- _TEXT_:
################

3:15 Appointment over. After I drive 40 minutes to the appointment, I don’t even get a 30-minute visit.

I’m so far beyond done with this fuckhead. I never liked him to begin with for various reasons, one being that he never seems to take my concerns seriously unless I’m being a total bitch. I’ve seen doctors at both UNC and Duke and neither of them were in the least bit helpful. The doctor at UNC had no idea what to do so as I was walking out, she tells me that since all she did was hand me lab work orders, she wasn’t going to charge me for the appointment. Then the dipshit at Duke has the gall to tell me that I don’t look like I have MCTD, makes me go off my medication for 6 weeks, and get bloodwork done which only CONFIRMS my MCTD diagnosis. I’m wondering if there’s a competent Rheumatologist in this state. For the last hour and a half, I’ve been researching different Rheumatologists and they either have no appointments until December or asked me to jump through hoops to get an appointment. I don’t think it’s too much to ask, to have a Rheumatologist who listens and gives a fuck about what this disease is doing to me and CAN REMEMBER WHAT FUCKING MEDICATION I TAKE. I know that I lucked out and am beyond fortunate to have an amazing PCP who deals with most of issues related to my MCTD. To find another doctor like her is a long shot, it would be fantastic to find one like her, but I’ll settle for empathy and competency at this point.

################

- _RAW DATA_:

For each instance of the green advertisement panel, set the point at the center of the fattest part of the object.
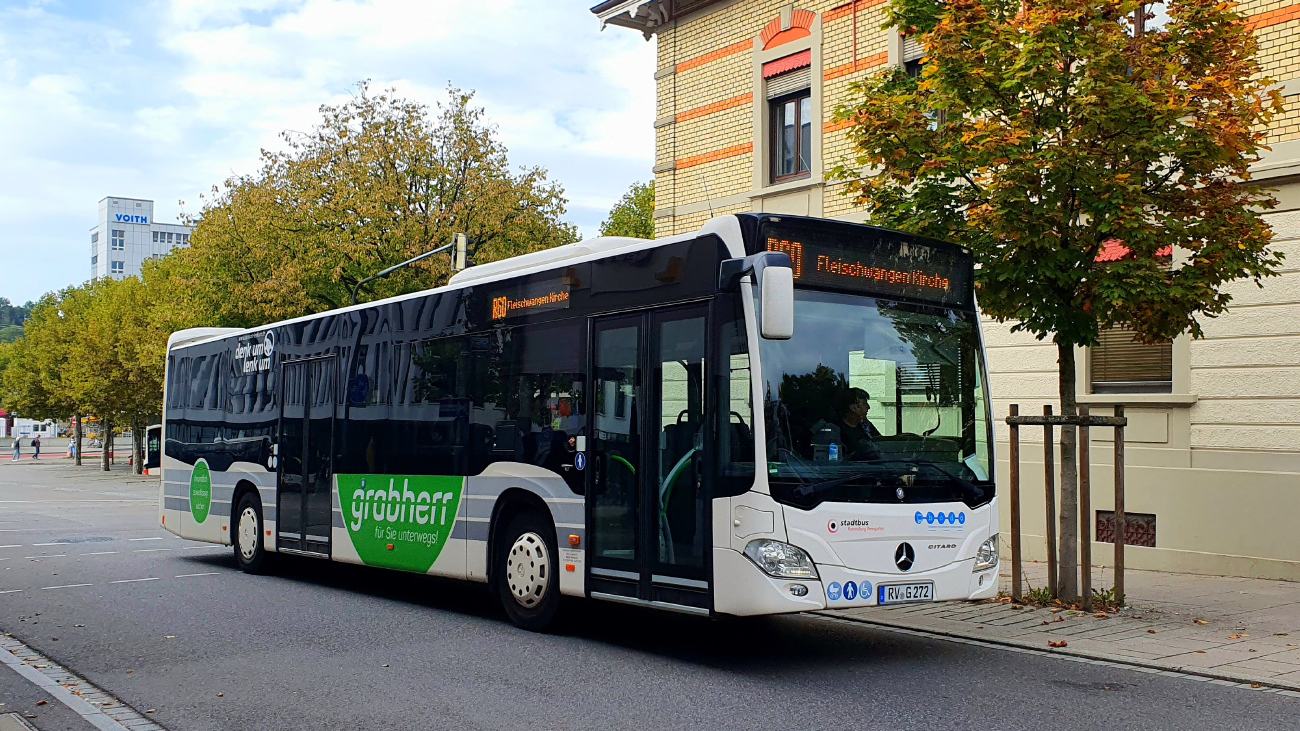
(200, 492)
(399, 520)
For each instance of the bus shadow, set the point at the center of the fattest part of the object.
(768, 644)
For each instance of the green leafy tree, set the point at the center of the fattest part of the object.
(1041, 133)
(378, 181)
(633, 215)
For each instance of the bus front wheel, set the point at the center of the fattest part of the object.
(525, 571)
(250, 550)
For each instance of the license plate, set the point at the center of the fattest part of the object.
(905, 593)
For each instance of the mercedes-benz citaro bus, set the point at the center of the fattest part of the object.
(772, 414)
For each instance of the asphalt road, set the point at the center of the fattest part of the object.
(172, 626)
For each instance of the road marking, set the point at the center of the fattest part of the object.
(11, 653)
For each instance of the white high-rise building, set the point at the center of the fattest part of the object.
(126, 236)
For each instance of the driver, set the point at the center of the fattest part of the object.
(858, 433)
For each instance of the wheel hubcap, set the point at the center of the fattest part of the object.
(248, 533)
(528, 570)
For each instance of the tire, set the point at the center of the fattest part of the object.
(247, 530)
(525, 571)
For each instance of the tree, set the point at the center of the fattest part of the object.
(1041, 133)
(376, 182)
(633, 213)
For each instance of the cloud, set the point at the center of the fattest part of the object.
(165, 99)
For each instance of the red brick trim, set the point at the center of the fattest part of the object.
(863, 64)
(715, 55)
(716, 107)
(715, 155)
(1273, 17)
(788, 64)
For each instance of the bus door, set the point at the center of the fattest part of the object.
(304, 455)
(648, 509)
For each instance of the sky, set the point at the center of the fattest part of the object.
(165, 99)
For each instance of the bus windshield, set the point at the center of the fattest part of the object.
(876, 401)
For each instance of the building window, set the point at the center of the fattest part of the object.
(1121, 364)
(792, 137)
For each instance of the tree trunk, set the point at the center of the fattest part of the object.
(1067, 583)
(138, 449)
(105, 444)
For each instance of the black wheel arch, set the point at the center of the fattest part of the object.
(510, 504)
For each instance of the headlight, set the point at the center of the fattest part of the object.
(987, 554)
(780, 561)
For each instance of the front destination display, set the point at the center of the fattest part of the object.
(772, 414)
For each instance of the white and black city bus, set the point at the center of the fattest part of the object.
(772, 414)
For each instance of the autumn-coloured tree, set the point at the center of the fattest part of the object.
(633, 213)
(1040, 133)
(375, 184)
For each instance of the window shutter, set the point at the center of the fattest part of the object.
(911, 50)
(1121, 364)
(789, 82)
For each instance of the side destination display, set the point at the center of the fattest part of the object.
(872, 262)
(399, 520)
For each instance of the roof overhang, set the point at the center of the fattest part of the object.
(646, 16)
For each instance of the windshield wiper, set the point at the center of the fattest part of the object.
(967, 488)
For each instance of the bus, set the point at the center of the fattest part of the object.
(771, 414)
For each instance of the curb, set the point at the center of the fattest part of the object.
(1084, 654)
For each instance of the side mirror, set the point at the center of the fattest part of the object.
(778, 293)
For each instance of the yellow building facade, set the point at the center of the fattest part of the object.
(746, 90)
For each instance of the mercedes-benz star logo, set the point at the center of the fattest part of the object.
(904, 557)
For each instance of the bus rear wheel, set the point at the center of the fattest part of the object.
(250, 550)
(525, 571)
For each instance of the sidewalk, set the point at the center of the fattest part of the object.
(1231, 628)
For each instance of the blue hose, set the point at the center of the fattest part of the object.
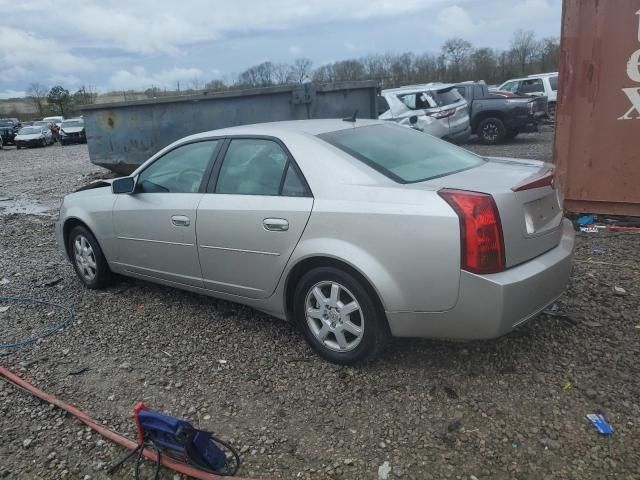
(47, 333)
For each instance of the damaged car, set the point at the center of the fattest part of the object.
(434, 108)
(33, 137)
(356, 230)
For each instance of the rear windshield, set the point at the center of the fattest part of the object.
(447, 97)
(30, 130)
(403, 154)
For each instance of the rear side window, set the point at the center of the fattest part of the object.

################

- _WORK REQUEST_:
Continue the rheumatologist post above, starting after its last sentence.

- _TASK RESULT_:
I was already stressed out about going to the appointment because I knew my Cellcept dosage would be increased. I’m anxious about the results of my lab work that I went in for yesterday. My calcium was high last week, which it hasn’t been in over a decade and it has me worried that my parathyroid is overactive again. That’s the last thing I want to deal with on top of everything else that’s going on right now. I’ve been through that bullshit and it’s a nightmare. I’m not too worried about my creatine being high, it’s spiked and then gone back to normal before. I also had to make an appointment with my Dermatologist at Duke because I have a rash on my left forearm and on the back of both thighs. It’s very possible that it’s just a part of the disease and no big deal but I’d much rather get it checked then blow it off and have something worse happen. So, my month went from 2 doctor appointments to 5. It never ends. When one thing gets better, something else goes wrong. To top everything off, my foot rolled on the carpet coming down the stairs and I fell down a few steps landing on my foot. So now I’m bruised and beyond pissed out. This day is going FUCKING FANTASTIC.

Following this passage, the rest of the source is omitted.